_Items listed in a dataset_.
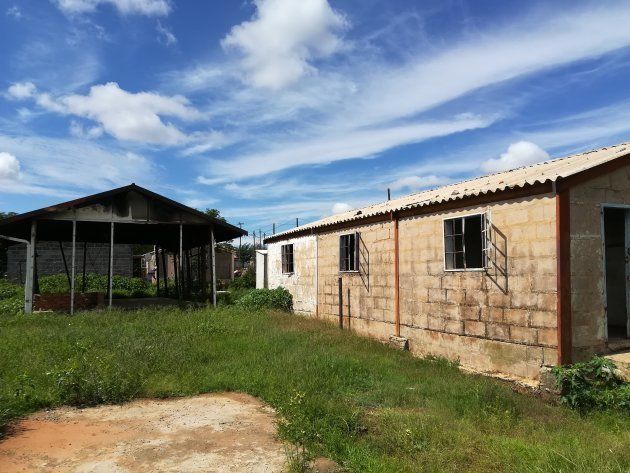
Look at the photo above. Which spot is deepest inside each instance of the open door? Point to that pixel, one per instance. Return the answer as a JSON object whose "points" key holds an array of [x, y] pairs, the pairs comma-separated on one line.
{"points": [[617, 259]]}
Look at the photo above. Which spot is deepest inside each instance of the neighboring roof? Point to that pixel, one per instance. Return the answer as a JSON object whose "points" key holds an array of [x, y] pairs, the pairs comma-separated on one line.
{"points": [[548, 171], [17, 224]]}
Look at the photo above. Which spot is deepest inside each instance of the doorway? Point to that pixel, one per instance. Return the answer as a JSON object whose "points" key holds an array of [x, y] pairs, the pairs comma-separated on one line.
{"points": [[617, 254]]}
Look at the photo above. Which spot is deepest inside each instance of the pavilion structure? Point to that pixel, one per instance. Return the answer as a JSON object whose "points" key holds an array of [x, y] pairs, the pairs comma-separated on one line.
{"points": [[130, 215]]}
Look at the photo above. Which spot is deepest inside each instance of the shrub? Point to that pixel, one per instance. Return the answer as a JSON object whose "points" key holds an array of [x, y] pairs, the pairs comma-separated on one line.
{"points": [[592, 385], [11, 298], [246, 281], [279, 298]]}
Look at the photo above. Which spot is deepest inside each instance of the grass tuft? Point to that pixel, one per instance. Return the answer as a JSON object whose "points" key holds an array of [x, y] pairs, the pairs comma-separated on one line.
{"points": [[368, 407]]}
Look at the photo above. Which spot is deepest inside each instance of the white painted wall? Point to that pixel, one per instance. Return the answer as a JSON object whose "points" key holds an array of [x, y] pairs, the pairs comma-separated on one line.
{"points": [[302, 284], [261, 269]]}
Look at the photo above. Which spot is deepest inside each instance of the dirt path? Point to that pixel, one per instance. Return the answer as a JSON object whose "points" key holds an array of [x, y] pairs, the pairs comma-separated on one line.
{"points": [[209, 433]]}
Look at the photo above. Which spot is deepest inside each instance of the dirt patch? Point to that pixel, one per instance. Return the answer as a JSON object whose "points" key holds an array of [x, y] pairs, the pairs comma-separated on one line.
{"points": [[210, 433]]}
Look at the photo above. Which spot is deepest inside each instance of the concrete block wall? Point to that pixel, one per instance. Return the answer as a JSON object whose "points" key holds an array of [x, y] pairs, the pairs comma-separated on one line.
{"points": [[50, 261], [587, 258], [301, 283], [488, 320]]}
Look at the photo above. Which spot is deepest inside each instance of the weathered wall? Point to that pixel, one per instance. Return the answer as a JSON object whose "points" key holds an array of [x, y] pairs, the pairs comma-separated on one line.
{"points": [[367, 297], [261, 269], [488, 320], [587, 263], [301, 283], [495, 321], [50, 261]]}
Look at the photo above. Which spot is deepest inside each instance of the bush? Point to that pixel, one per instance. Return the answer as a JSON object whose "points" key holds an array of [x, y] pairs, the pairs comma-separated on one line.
{"points": [[11, 298], [279, 298], [592, 385], [122, 286], [246, 281]]}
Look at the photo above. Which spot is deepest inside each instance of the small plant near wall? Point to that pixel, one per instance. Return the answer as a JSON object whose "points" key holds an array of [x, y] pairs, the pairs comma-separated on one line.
{"points": [[592, 385], [279, 299]]}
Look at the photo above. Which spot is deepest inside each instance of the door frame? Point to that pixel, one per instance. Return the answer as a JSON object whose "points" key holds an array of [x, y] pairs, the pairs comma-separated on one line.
{"points": [[625, 207]]}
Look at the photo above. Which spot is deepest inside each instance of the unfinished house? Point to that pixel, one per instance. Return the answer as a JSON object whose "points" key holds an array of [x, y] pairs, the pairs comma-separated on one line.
{"points": [[506, 273]]}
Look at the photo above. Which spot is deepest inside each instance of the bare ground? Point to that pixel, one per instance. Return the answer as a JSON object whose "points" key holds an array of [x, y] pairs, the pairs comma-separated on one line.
{"points": [[210, 433]]}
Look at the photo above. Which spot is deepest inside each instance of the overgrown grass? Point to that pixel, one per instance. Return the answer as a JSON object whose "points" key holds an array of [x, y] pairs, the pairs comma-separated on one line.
{"points": [[366, 406]]}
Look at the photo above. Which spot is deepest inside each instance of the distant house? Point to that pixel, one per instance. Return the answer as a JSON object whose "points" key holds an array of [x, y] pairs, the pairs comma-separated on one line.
{"points": [[508, 272]]}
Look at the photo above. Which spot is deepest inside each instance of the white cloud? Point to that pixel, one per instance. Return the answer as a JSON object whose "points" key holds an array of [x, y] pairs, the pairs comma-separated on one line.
{"points": [[125, 7], [21, 90], [413, 183], [333, 147], [166, 36], [15, 12], [79, 131], [340, 207], [124, 115], [280, 42], [62, 163], [9, 167], [521, 153]]}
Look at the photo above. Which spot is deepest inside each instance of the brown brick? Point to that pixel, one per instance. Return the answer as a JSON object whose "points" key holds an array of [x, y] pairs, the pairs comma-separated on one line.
{"points": [[543, 319], [516, 316], [472, 327], [548, 336], [499, 331], [523, 334]]}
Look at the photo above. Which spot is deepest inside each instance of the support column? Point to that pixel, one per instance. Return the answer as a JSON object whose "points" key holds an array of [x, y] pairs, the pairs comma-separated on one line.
{"points": [[156, 252], [73, 264], [214, 267], [110, 283], [30, 263], [180, 264]]}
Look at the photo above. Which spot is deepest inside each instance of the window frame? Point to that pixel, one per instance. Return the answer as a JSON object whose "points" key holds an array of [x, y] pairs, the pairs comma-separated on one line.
{"points": [[485, 228], [285, 264], [357, 240]]}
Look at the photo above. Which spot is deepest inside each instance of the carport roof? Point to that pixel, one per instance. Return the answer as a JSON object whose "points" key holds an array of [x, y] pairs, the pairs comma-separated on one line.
{"points": [[141, 216]]}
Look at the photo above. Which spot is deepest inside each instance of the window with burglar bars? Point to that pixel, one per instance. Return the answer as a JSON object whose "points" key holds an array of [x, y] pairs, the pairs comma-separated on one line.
{"points": [[287, 259], [466, 242], [349, 252]]}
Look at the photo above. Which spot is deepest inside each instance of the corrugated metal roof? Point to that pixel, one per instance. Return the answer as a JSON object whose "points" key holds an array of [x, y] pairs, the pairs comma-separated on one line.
{"points": [[548, 171]]}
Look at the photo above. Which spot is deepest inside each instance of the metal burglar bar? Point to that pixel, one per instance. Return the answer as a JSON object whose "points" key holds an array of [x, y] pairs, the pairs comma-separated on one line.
{"points": [[287, 259], [349, 252], [466, 242]]}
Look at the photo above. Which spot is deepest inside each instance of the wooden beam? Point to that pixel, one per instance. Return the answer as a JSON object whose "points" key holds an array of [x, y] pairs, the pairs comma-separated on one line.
{"points": [[214, 268], [30, 262], [110, 284], [180, 265], [83, 282], [396, 277], [73, 263], [563, 268]]}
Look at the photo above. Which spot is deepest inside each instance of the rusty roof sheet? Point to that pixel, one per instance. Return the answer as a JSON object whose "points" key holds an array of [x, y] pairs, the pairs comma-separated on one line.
{"points": [[547, 171]]}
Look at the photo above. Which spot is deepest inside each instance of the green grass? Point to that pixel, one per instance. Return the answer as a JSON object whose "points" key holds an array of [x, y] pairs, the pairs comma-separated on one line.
{"points": [[366, 406]]}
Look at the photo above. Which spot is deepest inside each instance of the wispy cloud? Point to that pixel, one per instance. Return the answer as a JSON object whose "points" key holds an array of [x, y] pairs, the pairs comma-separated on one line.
{"points": [[125, 7]]}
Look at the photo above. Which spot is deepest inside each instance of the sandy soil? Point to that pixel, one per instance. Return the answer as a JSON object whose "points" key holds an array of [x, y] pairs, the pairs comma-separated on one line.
{"points": [[210, 433]]}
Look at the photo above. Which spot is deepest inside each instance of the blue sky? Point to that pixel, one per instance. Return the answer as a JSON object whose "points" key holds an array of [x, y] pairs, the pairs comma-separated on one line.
{"points": [[275, 109]]}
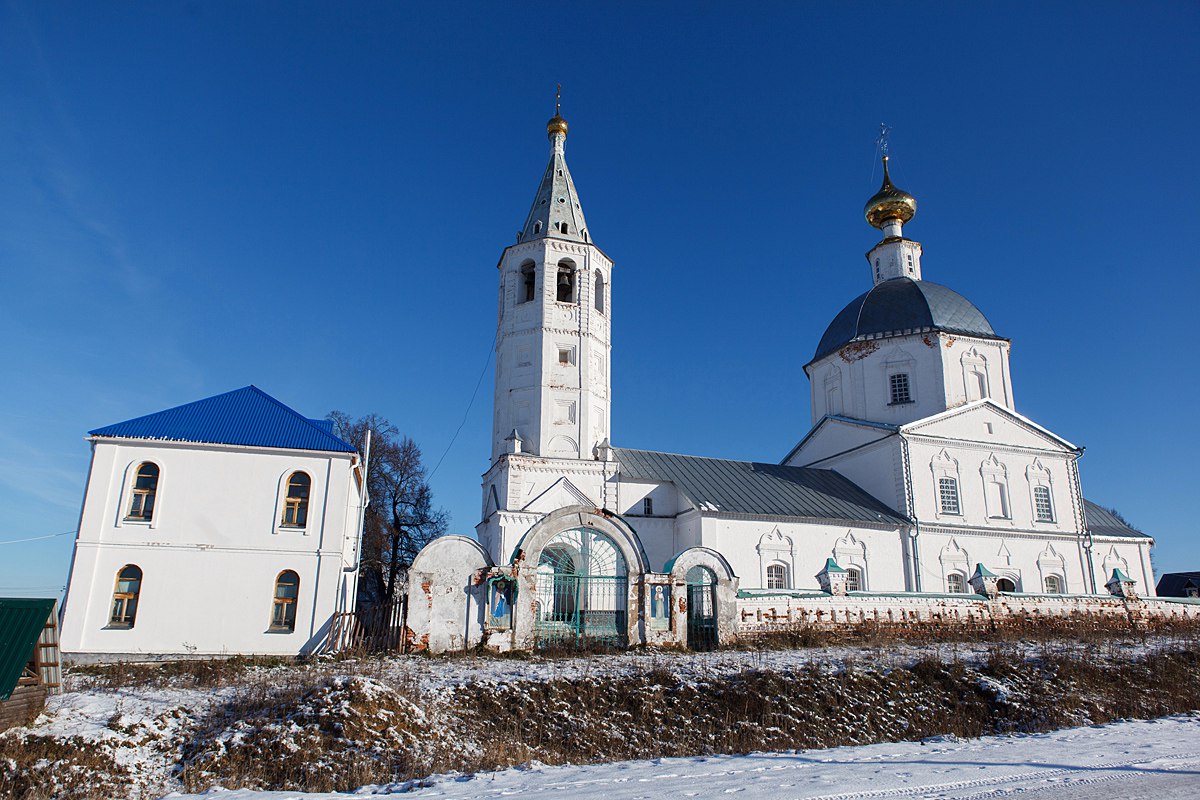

_OBJECTIVE_. Rewrite the records from the line containing "of the sandy" through the end of the records, changing "deepest" to "most central" and nothing else. Leave out the pictures.

_RESULT_.
Look at the photo above. Which spot is most central inside each instance of the sandy soil? Point to that pixel, one per instance. Return the answer as a JSON object whose "points" key holds an array of [x, y] pairs, the pairs comma-separated on one line.
{"points": [[210, 433]]}
Look at the photo above. Which spot is most central inside each instance of the blue sky? Point to that pixel, one per instance. Return the answer as a JSON object whose "points" key holds an array of [x, y] pairs, the pairs comma-separated on one line.
{"points": [[275, 109]]}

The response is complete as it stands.